ENTRIES SUPPLIED =
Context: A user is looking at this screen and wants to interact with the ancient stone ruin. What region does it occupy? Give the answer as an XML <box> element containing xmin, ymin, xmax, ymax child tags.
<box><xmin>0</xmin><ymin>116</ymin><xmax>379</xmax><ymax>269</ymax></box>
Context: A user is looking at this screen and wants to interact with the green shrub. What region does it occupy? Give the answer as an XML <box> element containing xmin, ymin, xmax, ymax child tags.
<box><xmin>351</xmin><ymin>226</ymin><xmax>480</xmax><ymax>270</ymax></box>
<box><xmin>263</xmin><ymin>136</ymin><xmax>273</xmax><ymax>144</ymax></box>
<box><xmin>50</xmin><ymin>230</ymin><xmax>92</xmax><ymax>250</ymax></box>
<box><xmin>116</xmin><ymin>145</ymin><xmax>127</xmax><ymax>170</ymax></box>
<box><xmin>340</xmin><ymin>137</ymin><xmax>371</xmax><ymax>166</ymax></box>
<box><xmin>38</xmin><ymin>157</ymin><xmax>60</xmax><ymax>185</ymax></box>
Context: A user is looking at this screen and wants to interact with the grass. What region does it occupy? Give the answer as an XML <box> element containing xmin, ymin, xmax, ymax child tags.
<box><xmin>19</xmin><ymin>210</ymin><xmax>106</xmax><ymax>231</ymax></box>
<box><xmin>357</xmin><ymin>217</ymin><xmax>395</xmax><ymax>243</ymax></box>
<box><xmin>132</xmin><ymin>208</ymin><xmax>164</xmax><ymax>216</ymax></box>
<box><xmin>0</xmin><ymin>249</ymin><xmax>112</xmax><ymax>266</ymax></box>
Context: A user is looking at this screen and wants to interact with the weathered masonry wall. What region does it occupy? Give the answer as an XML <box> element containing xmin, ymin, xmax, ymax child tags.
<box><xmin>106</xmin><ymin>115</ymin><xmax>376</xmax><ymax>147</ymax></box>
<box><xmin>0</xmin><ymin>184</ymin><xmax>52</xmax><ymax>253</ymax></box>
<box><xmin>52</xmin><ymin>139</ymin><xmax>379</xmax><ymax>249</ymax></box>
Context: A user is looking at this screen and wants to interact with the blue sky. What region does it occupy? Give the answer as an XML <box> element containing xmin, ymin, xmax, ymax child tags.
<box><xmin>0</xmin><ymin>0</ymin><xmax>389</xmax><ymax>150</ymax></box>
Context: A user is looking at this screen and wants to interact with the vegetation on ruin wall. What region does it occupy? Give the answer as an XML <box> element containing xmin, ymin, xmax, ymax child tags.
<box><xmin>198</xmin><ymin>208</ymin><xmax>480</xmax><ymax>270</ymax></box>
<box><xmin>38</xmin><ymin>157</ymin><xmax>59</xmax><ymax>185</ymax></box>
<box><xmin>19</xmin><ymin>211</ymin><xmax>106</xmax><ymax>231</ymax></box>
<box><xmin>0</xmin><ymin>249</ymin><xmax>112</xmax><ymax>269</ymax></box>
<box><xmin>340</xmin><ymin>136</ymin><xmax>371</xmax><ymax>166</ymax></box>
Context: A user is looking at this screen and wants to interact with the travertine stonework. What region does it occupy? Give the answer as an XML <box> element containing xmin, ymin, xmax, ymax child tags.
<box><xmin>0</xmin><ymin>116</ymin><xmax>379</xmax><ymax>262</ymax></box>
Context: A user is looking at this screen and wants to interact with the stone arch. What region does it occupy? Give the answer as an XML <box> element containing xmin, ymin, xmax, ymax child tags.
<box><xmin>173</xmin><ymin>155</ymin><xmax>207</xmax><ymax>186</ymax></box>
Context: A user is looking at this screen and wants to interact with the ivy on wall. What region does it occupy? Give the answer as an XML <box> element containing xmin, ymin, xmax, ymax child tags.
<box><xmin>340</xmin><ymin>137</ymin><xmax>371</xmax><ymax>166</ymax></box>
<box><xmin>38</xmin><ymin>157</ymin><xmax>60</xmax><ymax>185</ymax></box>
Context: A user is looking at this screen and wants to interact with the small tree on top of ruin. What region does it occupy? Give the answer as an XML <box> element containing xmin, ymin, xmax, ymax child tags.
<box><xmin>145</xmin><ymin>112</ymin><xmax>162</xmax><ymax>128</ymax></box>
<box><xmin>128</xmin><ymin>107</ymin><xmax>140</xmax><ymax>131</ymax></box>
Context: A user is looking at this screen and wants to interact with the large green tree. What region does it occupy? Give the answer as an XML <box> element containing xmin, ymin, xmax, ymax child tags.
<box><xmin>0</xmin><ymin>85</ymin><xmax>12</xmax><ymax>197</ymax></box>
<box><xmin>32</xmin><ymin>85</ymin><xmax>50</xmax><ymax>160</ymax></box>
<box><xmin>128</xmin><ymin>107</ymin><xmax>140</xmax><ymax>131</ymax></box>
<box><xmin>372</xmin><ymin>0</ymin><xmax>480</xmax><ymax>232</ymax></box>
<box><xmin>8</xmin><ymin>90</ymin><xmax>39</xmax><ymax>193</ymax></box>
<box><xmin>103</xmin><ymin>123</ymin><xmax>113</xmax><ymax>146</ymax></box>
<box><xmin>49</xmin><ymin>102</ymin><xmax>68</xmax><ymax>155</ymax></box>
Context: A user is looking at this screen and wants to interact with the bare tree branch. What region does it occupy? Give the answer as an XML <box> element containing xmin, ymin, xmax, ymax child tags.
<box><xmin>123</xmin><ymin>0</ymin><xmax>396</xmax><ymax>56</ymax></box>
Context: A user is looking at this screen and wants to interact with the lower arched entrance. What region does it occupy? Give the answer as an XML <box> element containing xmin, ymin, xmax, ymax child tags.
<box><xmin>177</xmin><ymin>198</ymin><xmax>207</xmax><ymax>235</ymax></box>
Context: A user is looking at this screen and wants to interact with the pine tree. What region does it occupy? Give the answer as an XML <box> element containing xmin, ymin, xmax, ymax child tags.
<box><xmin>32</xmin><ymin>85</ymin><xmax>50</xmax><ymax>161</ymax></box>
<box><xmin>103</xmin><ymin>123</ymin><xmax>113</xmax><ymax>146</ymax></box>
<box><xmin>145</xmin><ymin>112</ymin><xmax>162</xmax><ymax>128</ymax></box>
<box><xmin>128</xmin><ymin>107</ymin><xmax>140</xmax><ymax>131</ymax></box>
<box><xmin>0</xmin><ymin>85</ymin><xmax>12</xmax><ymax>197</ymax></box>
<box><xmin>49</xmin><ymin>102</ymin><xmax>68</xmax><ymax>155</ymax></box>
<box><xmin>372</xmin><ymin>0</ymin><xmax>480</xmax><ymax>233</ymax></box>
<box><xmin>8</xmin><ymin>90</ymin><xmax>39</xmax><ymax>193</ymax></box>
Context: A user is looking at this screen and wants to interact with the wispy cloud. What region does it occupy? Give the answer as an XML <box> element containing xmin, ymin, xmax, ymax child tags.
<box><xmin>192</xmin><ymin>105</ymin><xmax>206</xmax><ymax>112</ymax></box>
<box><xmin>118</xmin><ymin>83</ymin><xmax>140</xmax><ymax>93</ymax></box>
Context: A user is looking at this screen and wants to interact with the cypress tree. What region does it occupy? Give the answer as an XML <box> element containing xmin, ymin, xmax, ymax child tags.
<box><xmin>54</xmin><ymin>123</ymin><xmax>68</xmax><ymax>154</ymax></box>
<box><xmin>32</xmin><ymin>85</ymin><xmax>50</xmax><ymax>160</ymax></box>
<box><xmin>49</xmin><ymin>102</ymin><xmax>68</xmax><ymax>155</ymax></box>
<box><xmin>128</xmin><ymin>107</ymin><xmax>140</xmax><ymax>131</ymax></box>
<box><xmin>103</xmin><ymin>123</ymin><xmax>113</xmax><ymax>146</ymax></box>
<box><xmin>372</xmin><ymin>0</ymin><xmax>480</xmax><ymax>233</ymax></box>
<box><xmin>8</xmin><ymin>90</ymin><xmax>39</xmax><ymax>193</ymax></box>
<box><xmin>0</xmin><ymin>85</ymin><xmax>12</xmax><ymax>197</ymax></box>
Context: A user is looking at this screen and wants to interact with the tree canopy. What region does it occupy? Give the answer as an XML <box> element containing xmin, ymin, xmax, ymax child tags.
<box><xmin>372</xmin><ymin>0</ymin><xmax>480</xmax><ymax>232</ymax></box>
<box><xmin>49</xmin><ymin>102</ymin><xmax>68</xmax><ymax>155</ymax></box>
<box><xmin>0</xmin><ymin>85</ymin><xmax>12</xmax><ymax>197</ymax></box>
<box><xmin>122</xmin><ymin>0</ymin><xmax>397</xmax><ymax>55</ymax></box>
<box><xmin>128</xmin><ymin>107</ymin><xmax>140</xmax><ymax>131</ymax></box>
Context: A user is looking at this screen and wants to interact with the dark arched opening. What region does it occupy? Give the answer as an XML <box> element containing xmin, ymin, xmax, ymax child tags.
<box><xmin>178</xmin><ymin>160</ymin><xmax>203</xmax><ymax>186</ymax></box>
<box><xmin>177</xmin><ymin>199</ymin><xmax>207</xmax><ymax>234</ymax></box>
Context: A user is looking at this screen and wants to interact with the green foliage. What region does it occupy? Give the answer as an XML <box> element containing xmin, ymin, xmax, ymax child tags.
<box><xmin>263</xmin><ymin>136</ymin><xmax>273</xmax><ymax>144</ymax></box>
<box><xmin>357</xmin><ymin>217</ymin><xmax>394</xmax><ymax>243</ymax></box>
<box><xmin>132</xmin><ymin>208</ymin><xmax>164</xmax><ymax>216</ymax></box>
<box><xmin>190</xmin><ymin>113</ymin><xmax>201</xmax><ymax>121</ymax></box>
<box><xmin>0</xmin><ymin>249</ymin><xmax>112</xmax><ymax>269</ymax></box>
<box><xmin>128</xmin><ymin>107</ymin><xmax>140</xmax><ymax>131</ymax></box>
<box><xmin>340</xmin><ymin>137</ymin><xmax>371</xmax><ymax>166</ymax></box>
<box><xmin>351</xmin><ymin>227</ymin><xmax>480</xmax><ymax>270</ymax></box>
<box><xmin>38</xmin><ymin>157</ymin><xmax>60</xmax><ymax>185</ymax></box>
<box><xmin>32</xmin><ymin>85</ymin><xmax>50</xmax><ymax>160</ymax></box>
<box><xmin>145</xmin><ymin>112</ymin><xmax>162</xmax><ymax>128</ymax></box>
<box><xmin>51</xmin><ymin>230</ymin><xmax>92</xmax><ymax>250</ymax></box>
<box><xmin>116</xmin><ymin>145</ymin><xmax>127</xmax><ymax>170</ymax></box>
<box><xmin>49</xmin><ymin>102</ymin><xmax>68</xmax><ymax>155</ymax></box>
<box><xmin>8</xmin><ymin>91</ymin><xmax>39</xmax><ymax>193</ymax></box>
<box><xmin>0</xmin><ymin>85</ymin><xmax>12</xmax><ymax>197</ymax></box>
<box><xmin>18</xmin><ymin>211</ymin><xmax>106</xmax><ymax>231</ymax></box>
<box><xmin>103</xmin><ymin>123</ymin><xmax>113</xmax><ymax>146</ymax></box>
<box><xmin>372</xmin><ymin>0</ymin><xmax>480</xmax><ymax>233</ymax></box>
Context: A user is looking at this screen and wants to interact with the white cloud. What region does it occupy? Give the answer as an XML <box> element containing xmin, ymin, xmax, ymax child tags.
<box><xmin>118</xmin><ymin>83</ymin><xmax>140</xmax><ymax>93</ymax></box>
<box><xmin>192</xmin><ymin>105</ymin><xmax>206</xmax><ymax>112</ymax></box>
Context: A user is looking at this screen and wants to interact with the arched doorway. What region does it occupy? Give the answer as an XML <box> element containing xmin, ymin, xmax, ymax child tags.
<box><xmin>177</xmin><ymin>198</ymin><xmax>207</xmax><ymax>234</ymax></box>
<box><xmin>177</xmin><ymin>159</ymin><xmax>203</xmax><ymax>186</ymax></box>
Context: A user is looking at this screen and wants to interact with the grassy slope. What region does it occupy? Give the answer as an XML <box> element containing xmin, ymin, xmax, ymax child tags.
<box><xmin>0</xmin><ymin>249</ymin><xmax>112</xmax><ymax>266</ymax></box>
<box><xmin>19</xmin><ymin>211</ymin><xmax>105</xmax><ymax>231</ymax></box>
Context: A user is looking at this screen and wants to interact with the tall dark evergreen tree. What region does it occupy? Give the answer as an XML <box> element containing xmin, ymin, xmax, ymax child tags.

TASK BRIEF = Pick out each line of the data above that contains the word "cloud", matching case exactly.

TASK RESPONSE =
Context: A user is looking at this screen and wants to interact with the wispy cloud. What region does it occupy? Give the answer as an XML <box> element containing xmin, ymin, xmax, ymax child tags.
Context: A user is looking at this screen and wants to interact with the white cloud. What region does it occupy? Give the answer as an XML <box> element containing xmin, ymin, xmax, ymax child tags.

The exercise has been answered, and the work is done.